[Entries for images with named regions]
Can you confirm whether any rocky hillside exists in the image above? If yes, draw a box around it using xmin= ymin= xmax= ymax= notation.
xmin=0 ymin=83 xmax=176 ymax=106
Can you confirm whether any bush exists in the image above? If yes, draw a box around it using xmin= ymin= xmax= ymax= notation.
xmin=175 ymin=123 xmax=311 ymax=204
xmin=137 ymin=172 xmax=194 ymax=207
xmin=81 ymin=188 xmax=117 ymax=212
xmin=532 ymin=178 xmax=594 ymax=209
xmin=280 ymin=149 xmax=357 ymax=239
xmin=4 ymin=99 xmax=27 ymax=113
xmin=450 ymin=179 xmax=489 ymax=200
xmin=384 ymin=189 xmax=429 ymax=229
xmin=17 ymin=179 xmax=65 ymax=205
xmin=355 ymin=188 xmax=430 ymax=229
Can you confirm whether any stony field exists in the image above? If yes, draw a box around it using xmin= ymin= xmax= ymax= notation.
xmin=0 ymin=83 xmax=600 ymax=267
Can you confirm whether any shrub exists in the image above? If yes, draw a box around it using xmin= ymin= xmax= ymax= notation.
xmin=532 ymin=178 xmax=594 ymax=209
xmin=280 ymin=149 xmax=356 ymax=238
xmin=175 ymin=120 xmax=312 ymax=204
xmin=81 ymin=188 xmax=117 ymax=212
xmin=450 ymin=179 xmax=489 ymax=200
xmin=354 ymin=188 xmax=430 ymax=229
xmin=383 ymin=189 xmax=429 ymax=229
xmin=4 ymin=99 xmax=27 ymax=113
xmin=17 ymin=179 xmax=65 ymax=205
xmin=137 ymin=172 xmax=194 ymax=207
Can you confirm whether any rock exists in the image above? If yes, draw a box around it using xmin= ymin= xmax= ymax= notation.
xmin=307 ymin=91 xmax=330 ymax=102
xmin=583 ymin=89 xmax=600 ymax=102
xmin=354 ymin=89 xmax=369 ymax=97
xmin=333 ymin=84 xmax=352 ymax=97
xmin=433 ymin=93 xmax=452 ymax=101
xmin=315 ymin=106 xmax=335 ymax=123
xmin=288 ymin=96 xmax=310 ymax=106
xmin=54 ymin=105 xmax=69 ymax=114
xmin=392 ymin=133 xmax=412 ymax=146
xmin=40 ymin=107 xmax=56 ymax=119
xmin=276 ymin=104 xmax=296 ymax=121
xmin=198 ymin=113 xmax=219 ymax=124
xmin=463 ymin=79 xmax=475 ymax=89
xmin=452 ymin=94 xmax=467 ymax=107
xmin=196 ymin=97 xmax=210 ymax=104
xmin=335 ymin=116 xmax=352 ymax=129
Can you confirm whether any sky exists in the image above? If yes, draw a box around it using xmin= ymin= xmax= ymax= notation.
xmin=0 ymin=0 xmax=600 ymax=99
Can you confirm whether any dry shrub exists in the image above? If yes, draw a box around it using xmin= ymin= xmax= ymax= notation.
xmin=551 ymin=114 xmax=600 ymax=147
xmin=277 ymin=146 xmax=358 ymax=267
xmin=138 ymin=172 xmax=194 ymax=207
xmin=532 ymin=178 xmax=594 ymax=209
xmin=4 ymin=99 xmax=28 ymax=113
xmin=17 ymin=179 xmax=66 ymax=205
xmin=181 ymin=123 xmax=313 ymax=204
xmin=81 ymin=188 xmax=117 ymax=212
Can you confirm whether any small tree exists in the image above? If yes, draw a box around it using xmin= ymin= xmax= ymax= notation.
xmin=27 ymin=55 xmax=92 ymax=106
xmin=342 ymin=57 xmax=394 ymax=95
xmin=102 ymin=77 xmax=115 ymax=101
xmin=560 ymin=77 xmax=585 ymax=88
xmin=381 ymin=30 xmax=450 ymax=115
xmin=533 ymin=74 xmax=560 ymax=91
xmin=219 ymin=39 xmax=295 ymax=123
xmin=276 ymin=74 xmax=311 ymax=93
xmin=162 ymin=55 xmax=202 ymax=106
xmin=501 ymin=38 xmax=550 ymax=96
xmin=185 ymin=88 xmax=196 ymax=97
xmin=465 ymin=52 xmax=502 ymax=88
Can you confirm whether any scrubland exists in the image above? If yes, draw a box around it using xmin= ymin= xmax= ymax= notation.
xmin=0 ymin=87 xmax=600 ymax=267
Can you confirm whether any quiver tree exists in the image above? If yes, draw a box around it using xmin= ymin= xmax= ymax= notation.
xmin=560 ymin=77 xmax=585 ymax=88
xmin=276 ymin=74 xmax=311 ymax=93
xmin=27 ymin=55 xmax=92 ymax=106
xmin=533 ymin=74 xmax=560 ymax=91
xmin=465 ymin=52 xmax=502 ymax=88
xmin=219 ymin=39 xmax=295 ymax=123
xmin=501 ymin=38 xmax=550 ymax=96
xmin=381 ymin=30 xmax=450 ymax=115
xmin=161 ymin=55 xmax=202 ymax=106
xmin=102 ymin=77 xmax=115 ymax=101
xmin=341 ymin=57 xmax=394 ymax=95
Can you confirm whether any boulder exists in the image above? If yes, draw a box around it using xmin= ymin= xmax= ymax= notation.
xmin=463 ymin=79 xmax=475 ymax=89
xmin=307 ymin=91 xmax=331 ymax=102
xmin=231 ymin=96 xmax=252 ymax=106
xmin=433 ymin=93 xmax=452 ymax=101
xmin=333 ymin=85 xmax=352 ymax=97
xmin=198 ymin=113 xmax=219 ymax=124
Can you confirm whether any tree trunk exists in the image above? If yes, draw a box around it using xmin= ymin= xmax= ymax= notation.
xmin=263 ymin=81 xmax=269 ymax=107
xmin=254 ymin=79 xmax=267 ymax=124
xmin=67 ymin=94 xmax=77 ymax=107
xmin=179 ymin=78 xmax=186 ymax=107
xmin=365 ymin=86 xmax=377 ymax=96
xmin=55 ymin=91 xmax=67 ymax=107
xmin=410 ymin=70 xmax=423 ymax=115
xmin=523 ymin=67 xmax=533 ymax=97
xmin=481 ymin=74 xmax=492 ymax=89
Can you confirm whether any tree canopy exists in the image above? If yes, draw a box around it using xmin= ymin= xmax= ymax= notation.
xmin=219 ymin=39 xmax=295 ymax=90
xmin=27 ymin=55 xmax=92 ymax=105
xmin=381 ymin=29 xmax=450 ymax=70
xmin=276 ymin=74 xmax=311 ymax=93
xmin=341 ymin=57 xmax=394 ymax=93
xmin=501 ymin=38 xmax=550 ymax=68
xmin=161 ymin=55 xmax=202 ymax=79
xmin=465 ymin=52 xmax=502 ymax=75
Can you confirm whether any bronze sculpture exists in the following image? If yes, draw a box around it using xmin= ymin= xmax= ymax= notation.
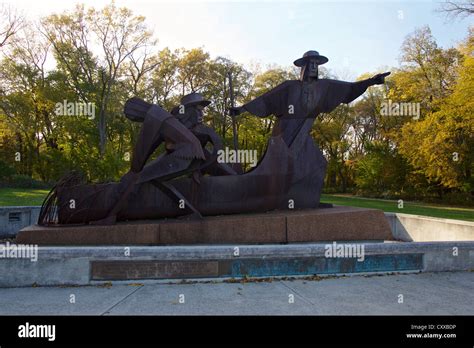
xmin=38 ymin=51 xmax=390 ymax=225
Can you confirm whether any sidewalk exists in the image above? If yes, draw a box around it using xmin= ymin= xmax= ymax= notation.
xmin=0 ymin=272 xmax=474 ymax=315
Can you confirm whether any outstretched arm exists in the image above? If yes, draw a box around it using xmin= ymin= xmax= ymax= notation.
xmin=320 ymin=72 xmax=390 ymax=113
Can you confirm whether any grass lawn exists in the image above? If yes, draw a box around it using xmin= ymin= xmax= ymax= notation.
xmin=0 ymin=188 xmax=49 ymax=206
xmin=0 ymin=188 xmax=474 ymax=221
xmin=321 ymin=194 xmax=474 ymax=221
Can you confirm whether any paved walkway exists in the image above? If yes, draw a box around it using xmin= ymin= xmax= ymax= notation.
xmin=0 ymin=272 xmax=474 ymax=315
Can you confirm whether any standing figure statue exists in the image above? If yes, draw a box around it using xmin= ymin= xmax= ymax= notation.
xmin=231 ymin=51 xmax=390 ymax=208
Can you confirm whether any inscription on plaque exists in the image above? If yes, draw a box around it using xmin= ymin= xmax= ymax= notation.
xmin=91 ymin=261 xmax=219 ymax=280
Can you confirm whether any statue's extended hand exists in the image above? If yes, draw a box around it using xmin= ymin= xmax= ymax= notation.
xmin=372 ymin=71 xmax=391 ymax=85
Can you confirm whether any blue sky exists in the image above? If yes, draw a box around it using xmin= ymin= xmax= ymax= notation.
xmin=4 ymin=0 xmax=474 ymax=78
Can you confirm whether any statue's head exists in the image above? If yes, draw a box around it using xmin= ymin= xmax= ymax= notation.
xmin=293 ymin=51 xmax=328 ymax=81
xmin=171 ymin=93 xmax=211 ymax=128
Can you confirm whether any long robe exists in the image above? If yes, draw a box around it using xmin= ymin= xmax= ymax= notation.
xmin=243 ymin=79 xmax=373 ymax=208
xmin=243 ymin=79 xmax=373 ymax=146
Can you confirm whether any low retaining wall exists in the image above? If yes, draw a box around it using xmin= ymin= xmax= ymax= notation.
xmin=0 ymin=242 xmax=474 ymax=287
xmin=385 ymin=213 xmax=474 ymax=242
xmin=0 ymin=206 xmax=41 ymax=238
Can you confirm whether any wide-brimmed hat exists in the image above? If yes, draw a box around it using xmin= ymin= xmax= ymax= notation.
xmin=293 ymin=51 xmax=329 ymax=67
xmin=181 ymin=93 xmax=211 ymax=107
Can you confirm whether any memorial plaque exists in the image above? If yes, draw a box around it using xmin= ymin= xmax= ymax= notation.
xmin=91 ymin=260 xmax=218 ymax=280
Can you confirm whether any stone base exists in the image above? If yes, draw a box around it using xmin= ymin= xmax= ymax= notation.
xmin=16 ymin=206 xmax=393 ymax=245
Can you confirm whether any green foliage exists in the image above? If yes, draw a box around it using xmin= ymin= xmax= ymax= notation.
xmin=353 ymin=142 xmax=407 ymax=195
xmin=0 ymin=2 xmax=474 ymax=202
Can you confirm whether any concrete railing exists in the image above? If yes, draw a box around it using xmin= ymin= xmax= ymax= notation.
xmin=385 ymin=213 xmax=474 ymax=242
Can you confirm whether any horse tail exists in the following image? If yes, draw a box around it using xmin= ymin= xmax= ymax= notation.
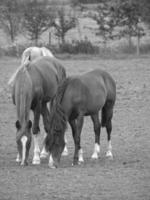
xmin=101 ymin=101 xmax=114 ymax=127
xmin=41 ymin=47 xmax=54 ymax=58
xmin=8 ymin=56 xmax=30 ymax=86
xmin=52 ymin=78 xmax=69 ymax=105
xmin=15 ymin=69 xmax=32 ymax=131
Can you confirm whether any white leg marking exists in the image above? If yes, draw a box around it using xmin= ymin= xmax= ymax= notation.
xmin=92 ymin=143 xmax=100 ymax=159
xmin=40 ymin=132 xmax=49 ymax=158
xmin=48 ymin=154 xmax=56 ymax=169
xmin=40 ymin=145 xmax=48 ymax=158
xmin=62 ymin=137 xmax=68 ymax=156
xmin=32 ymin=134 xmax=40 ymax=165
xmin=21 ymin=135 xmax=28 ymax=165
xmin=106 ymin=141 xmax=113 ymax=159
xmin=16 ymin=153 xmax=21 ymax=163
xmin=79 ymin=149 xmax=84 ymax=164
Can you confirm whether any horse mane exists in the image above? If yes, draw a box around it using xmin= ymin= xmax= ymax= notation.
xmin=53 ymin=60 xmax=66 ymax=84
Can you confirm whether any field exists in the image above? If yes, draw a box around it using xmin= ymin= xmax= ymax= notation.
xmin=0 ymin=57 xmax=150 ymax=200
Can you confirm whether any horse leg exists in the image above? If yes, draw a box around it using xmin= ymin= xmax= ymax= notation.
xmin=91 ymin=113 xmax=101 ymax=159
xmin=16 ymin=153 xmax=21 ymax=163
xmin=69 ymin=120 xmax=84 ymax=164
xmin=40 ymin=103 xmax=50 ymax=158
xmin=102 ymin=103 xmax=113 ymax=159
xmin=62 ymin=136 xmax=68 ymax=156
xmin=70 ymin=115 xmax=84 ymax=165
xmin=106 ymin=119 xmax=113 ymax=159
xmin=32 ymin=104 xmax=40 ymax=165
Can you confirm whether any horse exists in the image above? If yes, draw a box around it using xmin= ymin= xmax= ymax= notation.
xmin=8 ymin=47 xmax=54 ymax=86
xmin=12 ymin=56 xmax=66 ymax=165
xmin=45 ymin=69 xmax=116 ymax=168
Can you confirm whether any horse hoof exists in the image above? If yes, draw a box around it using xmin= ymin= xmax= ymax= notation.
xmin=62 ymin=149 xmax=69 ymax=156
xmin=48 ymin=164 xmax=56 ymax=169
xmin=32 ymin=159 xmax=40 ymax=165
xmin=78 ymin=158 xmax=84 ymax=164
xmin=106 ymin=151 xmax=113 ymax=160
xmin=20 ymin=162 xmax=28 ymax=167
xmin=16 ymin=158 xmax=21 ymax=163
xmin=78 ymin=160 xmax=84 ymax=165
xmin=91 ymin=153 xmax=99 ymax=160
xmin=40 ymin=153 xmax=48 ymax=159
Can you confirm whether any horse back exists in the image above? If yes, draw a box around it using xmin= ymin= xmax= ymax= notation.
xmin=28 ymin=57 xmax=64 ymax=101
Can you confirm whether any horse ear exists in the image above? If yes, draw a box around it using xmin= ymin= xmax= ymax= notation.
xmin=28 ymin=120 xmax=32 ymax=129
xmin=15 ymin=120 xmax=21 ymax=129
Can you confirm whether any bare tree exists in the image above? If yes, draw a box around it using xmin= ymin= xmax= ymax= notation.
xmin=24 ymin=0 xmax=54 ymax=45
xmin=53 ymin=6 xmax=76 ymax=44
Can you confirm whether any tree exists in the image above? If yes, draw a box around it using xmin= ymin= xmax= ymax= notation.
xmin=0 ymin=0 xmax=21 ymax=42
xmin=89 ymin=1 xmax=117 ymax=51
xmin=115 ymin=0 xmax=145 ymax=54
xmin=53 ymin=6 xmax=76 ymax=44
xmin=24 ymin=0 xmax=54 ymax=45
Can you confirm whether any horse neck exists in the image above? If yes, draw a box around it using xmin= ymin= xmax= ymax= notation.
xmin=15 ymin=69 xmax=32 ymax=124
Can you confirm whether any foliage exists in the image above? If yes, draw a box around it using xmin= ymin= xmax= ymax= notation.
xmin=0 ymin=0 xmax=21 ymax=42
xmin=24 ymin=0 xmax=54 ymax=45
xmin=89 ymin=1 xmax=117 ymax=49
xmin=53 ymin=6 xmax=76 ymax=44
xmin=114 ymin=0 xmax=144 ymax=43
xmin=57 ymin=39 xmax=99 ymax=54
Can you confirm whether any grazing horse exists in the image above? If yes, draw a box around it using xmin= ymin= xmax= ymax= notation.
xmin=12 ymin=56 xmax=66 ymax=165
xmin=8 ymin=47 xmax=54 ymax=86
xmin=45 ymin=69 xmax=116 ymax=168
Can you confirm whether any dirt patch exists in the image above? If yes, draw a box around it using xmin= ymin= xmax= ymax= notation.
xmin=0 ymin=58 xmax=150 ymax=200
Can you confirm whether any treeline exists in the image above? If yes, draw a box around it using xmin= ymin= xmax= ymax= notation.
xmin=0 ymin=0 xmax=150 ymax=54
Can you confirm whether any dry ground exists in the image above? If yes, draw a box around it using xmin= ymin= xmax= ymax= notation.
xmin=0 ymin=58 xmax=150 ymax=200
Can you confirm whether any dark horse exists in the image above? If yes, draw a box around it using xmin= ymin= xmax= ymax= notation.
xmin=45 ymin=69 xmax=116 ymax=167
xmin=12 ymin=56 xmax=66 ymax=165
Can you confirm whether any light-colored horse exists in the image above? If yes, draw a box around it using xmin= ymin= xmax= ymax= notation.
xmin=8 ymin=47 xmax=54 ymax=86
xmin=8 ymin=47 xmax=68 ymax=165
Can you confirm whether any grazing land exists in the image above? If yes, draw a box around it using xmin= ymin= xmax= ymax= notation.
xmin=0 ymin=57 xmax=150 ymax=200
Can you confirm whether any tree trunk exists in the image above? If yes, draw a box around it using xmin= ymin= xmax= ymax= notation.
xmin=136 ymin=34 xmax=140 ymax=56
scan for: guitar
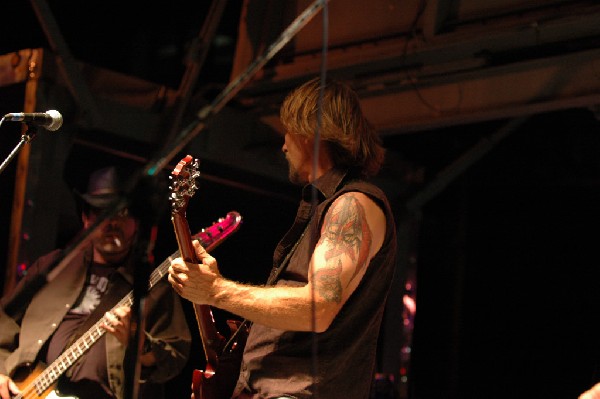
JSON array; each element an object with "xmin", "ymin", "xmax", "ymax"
[
  {"xmin": 170, "ymin": 155, "xmax": 248, "ymax": 399},
  {"xmin": 12, "ymin": 211, "xmax": 242, "ymax": 399}
]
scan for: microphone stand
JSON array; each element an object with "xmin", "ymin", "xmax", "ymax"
[{"xmin": 0, "ymin": 124, "xmax": 37, "ymax": 173}]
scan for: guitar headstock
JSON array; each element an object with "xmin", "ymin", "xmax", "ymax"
[
  {"xmin": 169, "ymin": 155, "xmax": 200, "ymax": 215},
  {"xmin": 192, "ymin": 211, "xmax": 242, "ymax": 252}
]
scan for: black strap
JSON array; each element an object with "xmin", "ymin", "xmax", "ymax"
[{"xmin": 65, "ymin": 272, "xmax": 131, "ymax": 348}]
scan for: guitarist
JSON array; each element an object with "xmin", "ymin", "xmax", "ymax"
[
  {"xmin": 169, "ymin": 78, "xmax": 396, "ymax": 399},
  {"xmin": 0, "ymin": 166, "xmax": 191, "ymax": 399}
]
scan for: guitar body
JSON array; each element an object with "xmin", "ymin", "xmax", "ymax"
[
  {"xmin": 170, "ymin": 155, "xmax": 247, "ymax": 399},
  {"xmin": 192, "ymin": 320, "xmax": 249, "ymax": 399},
  {"xmin": 11, "ymin": 362, "xmax": 79, "ymax": 399},
  {"xmin": 12, "ymin": 362, "xmax": 56, "ymax": 399},
  {"xmin": 11, "ymin": 211, "xmax": 242, "ymax": 399}
]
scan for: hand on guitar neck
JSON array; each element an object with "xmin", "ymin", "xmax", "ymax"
[{"xmin": 169, "ymin": 155, "xmax": 246, "ymax": 399}]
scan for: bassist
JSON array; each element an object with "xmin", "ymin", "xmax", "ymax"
[{"xmin": 0, "ymin": 167, "xmax": 191, "ymax": 399}]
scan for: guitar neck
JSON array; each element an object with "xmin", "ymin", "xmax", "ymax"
[
  {"xmin": 25, "ymin": 251, "xmax": 179, "ymax": 393},
  {"xmin": 171, "ymin": 215, "xmax": 224, "ymax": 364}
]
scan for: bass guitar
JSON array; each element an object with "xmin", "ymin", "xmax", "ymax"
[
  {"xmin": 170, "ymin": 155, "xmax": 247, "ymax": 399},
  {"xmin": 12, "ymin": 211, "xmax": 242, "ymax": 399}
]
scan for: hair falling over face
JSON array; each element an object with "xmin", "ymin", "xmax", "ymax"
[{"xmin": 280, "ymin": 78, "xmax": 385, "ymax": 176}]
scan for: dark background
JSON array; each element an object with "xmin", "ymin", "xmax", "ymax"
[{"xmin": 0, "ymin": 1, "xmax": 600, "ymax": 399}]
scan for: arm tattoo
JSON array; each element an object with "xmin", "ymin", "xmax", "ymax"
[{"xmin": 316, "ymin": 195, "xmax": 371, "ymax": 302}]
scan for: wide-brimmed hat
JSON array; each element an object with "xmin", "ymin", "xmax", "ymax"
[{"xmin": 74, "ymin": 166, "xmax": 123, "ymax": 208}]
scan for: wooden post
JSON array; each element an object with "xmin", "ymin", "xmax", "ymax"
[{"xmin": 3, "ymin": 49, "xmax": 43, "ymax": 295}]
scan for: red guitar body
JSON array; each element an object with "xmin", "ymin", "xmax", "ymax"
[{"xmin": 171, "ymin": 155, "xmax": 248, "ymax": 399}]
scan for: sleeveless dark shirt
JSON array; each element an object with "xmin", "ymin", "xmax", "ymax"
[{"xmin": 236, "ymin": 170, "xmax": 396, "ymax": 399}]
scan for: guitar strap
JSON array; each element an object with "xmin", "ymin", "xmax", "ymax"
[
  {"xmin": 65, "ymin": 271, "xmax": 131, "ymax": 349},
  {"xmin": 223, "ymin": 223, "xmax": 310, "ymax": 352}
]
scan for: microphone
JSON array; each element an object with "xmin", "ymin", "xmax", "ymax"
[{"xmin": 4, "ymin": 109, "xmax": 62, "ymax": 132}]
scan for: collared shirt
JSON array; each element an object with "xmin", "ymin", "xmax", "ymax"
[{"xmin": 234, "ymin": 169, "xmax": 396, "ymax": 399}]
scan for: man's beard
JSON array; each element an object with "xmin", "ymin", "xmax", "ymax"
[
  {"xmin": 288, "ymin": 161, "xmax": 307, "ymax": 186},
  {"xmin": 94, "ymin": 230, "xmax": 133, "ymax": 263}
]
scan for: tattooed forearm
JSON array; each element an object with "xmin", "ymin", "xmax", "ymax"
[
  {"xmin": 320, "ymin": 195, "xmax": 371, "ymax": 281},
  {"xmin": 315, "ymin": 260, "xmax": 342, "ymax": 303}
]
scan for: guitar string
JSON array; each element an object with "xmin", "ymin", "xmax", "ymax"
[{"xmin": 20, "ymin": 217, "xmax": 239, "ymax": 397}]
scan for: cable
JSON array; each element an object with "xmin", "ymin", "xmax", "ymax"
[{"xmin": 309, "ymin": 0, "xmax": 329, "ymax": 398}]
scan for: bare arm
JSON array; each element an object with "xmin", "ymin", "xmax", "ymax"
[{"xmin": 169, "ymin": 192, "xmax": 385, "ymax": 332}]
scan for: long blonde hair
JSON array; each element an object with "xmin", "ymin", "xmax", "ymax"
[{"xmin": 280, "ymin": 77, "xmax": 385, "ymax": 176}]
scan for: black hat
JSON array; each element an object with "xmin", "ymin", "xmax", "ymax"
[{"xmin": 74, "ymin": 166, "xmax": 123, "ymax": 208}]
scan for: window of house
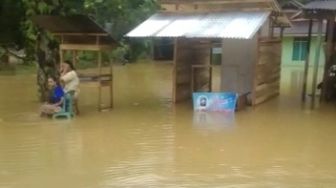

### [Your task]
Extract the lines from the first line above through the line containing "xmin=355 ymin=188 xmax=430 ymax=229", both included, and reproduce them without any change.

### [Exercise response]
Can you confirm whether any rocky hillside exists in the image above? If yes, draw a box around it using xmin= ymin= xmax= ymax= notation.
xmin=0 ymin=83 xmax=176 ymax=106
Can you confirm whether any bush exists in the image above? If yes, draw a box around it using xmin= ymin= xmax= ymax= notation.
xmin=175 ymin=123 xmax=311 ymax=204
xmin=137 ymin=172 xmax=194 ymax=207
xmin=81 ymin=188 xmax=117 ymax=212
xmin=532 ymin=178 xmax=594 ymax=209
xmin=280 ymin=149 xmax=357 ymax=239
xmin=4 ymin=99 xmax=27 ymax=113
xmin=450 ymin=179 xmax=489 ymax=200
xmin=384 ymin=189 xmax=429 ymax=229
xmin=17 ymin=179 xmax=65 ymax=205
xmin=355 ymin=188 xmax=430 ymax=229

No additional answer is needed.